PROBLEM REQUIREMENTS:
Copy out the listing beneath, missing nothing.
Start of SUPPLIED INFORMATION
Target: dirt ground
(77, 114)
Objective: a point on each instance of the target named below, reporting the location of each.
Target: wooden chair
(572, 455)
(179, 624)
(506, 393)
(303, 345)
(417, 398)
End of SUPPLIED INFORMATION
REPLY:
Target: dirt ground
(77, 114)
Objective: a point on each instance of the target named below, reporting the location of each.
Target: wooden chair
(572, 455)
(179, 624)
(506, 393)
(303, 345)
(417, 398)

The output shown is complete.